(Source records)
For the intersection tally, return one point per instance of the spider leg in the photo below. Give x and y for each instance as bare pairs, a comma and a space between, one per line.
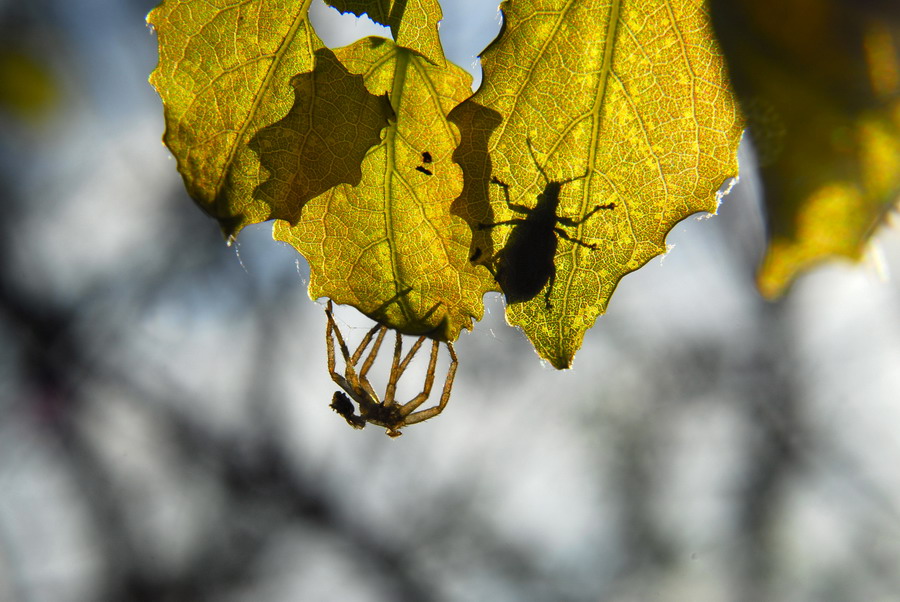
445, 394
362, 380
396, 371
419, 399
332, 330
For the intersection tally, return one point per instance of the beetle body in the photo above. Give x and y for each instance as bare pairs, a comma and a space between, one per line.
526, 264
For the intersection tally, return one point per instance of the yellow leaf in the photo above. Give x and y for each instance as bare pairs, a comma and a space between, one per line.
628, 100
391, 246
322, 141
414, 24
819, 81
224, 72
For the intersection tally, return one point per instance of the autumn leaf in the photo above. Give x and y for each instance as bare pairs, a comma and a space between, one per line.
224, 72
322, 140
414, 24
391, 246
629, 101
819, 81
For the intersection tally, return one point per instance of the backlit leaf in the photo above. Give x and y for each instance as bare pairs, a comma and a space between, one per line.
413, 23
322, 141
391, 246
225, 69
629, 94
819, 81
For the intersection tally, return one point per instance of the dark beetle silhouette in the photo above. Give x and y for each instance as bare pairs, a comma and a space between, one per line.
526, 264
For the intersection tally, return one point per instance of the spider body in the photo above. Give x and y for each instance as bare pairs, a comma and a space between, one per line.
386, 413
526, 264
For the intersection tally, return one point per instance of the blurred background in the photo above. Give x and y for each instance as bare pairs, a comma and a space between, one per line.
165, 432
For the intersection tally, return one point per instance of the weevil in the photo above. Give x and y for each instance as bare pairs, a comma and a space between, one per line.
526, 264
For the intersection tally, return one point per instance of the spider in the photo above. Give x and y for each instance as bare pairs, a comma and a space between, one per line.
387, 413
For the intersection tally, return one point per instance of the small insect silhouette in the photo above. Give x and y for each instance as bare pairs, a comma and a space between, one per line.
525, 265
387, 413
426, 158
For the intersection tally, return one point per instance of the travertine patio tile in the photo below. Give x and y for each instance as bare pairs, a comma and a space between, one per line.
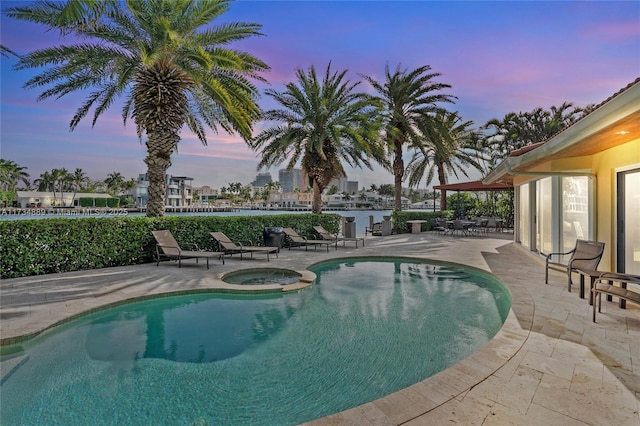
548, 365
540, 343
536, 416
556, 394
472, 411
516, 393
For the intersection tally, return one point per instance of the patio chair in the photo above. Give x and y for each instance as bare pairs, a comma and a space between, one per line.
458, 227
230, 248
585, 255
297, 240
168, 248
374, 229
604, 284
328, 236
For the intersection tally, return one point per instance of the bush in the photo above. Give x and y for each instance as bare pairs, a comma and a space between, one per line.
45, 246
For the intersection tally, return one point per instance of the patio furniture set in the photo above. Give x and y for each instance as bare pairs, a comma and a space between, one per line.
584, 259
467, 227
167, 248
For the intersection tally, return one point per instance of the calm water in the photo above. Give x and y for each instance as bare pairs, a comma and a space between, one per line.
362, 216
368, 327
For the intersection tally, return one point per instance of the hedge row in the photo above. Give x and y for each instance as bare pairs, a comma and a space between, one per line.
45, 246
99, 202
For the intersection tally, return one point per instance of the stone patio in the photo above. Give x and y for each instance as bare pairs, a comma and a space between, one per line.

> Stated task: Render the lines above as a JSON list of strings, one string per line, skipping blank lines and leaving out the pictures.

> Output for this task:
[
  "For the intersection tally, return one point per instance of the spider leg in the photo below. Give x and y for each instance as bare pairs, a comma and a space between, one per line.",
  "445, 394",
  "362, 380",
  "396, 371",
  "419, 399",
  "332, 330",
  "For the intersection tally, return one point per instance of the beetle body in the photo above. Give x and y for each instance as bare pairs, a comma and a space between, one per line.",
  "526, 264",
  "For the intersection tally, return one point per instance of the yellow leaf in the photo above. Give x and y for each instance as bare pairs, a comma and a space between, one per line.",
  "628, 100",
  "391, 246",
  "322, 141",
  "414, 24",
  "819, 81",
  "224, 72",
  "For the intersection tally, return one point per instance of the autumn leaf in the photo above. Give x and y for each instance as bare pairs, a comma and a space between, one per line.",
  "224, 72",
  "322, 140",
  "414, 24",
  "391, 246",
  "629, 101",
  "819, 81",
  "For the intersection tally, return one point per instance of the backlit leaf in the photo above. Give x and y for each instance as bare pairs, a comma and a space between, one per line.",
  "413, 23",
  "322, 141",
  "391, 246",
  "225, 69",
  "629, 94",
  "819, 81",
  "For the intersection tally, return one point per instance of the dark beetle silhouette in the photo above. Give x and y for each instance as bare pairs, a comma and a space between, one per line.",
  "526, 264",
  "For the intersection tally, return one point per instance of the spider body in the photo above. Give x and y for each instance as bare pairs, a comma and a space between, one per line.",
  "386, 413",
  "526, 264",
  "For the intersection tally, return one point per instance of the blurred background in the photo above. Give x and y for each instance as bare pairs, a comma and a space between, one per line.",
  "165, 432",
  "For the intersection tally, return one point per instance of the weevil in the photo above. Give x and y for each instance as bare pairs, a comma and a space between, one per line.",
  "526, 264",
  "For the intersection tally, return one point per instance of the spider in the photo above. Give x and y for each instance as bare pairs, a comma and a space between, one per line.",
  "387, 413",
  "For the intersection tally, return one point per instance of the small insect silhouette in the photo above. Give x and y for each instance as bare pairs, a comma and a space between, one per line.",
  "525, 265",
  "387, 413",
  "426, 158",
  "For the intersection tally, return one point per instance of the travertine patio tile in the photo below. Give x and y for each instance as bare pairs, a comma and a space between, one per line.",
  "548, 365",
  "540, 343",
  "536, 416",
  "556, 394",
  "472, 411",
  "516, 393",
  "For the intersection tally, return one point per instance of the patio chair in the photo above. Give x and y for each instance as bare pairs, a comma and a space between, one per line.",
  "458, 227",
  "230, 248",
  "585, 255",
  "297, 240",
  "168, 248",
  "374, 229",
  "604, 284",
  "328, 236",
  "For the intersection tally, return one point per instance of the bush in the photo above. Give x and y for each instance as bare pairs, a comma and a space between, one per line.",
  "45, 246",
  "For the intersection tally, return one point per instance of the patio furniture set in the photo above. Give x and y for each instance as bare pairs, a comma and a space between, one per line.",
  "584, 259",
  "467, 227",
  "167, 248",
  "For the intersection tally, return one point per instance of the calm water in the photo above. Give x and y for each instance as bare pairs, a comma and a space between, one per line.",
  "362, 216",
  "368, 327",
  "For the intersection tally, return one point per instance of the hedge row in the photo above. Give x and y for each instance as bare pairs, a comma and a space between, one per line.",
  "45, 246",
  "99, 202",
  "For the intersection tally, return one point per instance of the stone patio in the photo above. Give x and y for each instance as bare pairs, a comma and a space between, one per line."
]